* DIRECTIONS: Write out only the tail of the records, beginning at the line containing "[tag] black hockey" and including the last line, exactly as written.
**** RECORDS ****
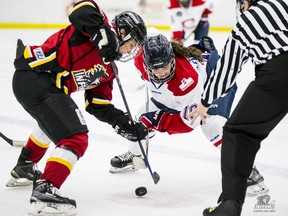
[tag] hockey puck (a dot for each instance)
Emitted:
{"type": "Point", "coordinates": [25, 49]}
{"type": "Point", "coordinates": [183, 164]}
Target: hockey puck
{"type": "Point", "coordinates": [141, 191]}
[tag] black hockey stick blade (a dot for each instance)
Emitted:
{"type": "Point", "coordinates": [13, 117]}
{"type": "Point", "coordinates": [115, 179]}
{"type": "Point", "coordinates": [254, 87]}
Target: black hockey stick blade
{"type": "Point", "coordinates": [156, 177]}
{"type": "Point", "coordinates": [11, 142]}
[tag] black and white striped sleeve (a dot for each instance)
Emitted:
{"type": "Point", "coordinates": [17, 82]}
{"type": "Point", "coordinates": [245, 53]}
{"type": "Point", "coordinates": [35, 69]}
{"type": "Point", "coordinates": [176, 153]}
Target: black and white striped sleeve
{"type": "Point", "coordinates": [225, 72]}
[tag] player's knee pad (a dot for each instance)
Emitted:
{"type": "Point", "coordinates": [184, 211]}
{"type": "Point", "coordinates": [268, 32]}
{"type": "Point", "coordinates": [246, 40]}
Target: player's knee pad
{"type": "Point", "coordinates": [77, 143]}
{"type": "Point", "coordinates": [213, 129]}
{"type": "Point", "coordinates": [59, 117]}
{"type": "Point", "coordinates": [135, 149]}
{"type": "Point", "coordinates": [64, 156]}
{"type": "Point", "coordinates": [39, 138]}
****
* TASK RESPONSE:
[tag] black hockey stick blade (a dot for each instance)
Emitted:
{"type": "Point", "coordinates": [13, 117]}
{"type": "Point", "coordinates": [115, 179]}
{"type": "Point", "coordinates": [254, 87]}
Target: black hockey stick blade
{"type": "Point", "coordinates": [156, 177]}
{"type": "Point", "coordinates": [11, 142]}
[tag] black and white striped sleeve (a dot for each instance)
Emitted:
{"type": "Point", "coordinates": [17, 82]}
{"type": "Point", "coordinates": [245, 53]}
{"type": "Point", "coordinates": [35, 69]}
{"type": "Point", "coordinates": [176, 153]}
Target: black and white striped sleeve
{"type": "Point", "coordinates": [225, 72]}
[tag] player's knee pad (a dot for each instance)
Emitted:
{"type": "Point", "coordinates": [184, 211]}
{"type": "Point", "coordinates": [268, 32]}
{"type": "Point", "coordinates": [246, 40]}
Target: player's knee pad
{"type": "Point", "coordinates": [77, 143]}
{"type": "Point", "coordinates": [213, 129]}
{"type": "Point", "coordinates": [59, 117]}
{"type": "Point", "coordinates": [135, 149]}
{"type": "Point", "coordinates": [64, 156]}
{"type": "Point", "coordinates": [39, 138]}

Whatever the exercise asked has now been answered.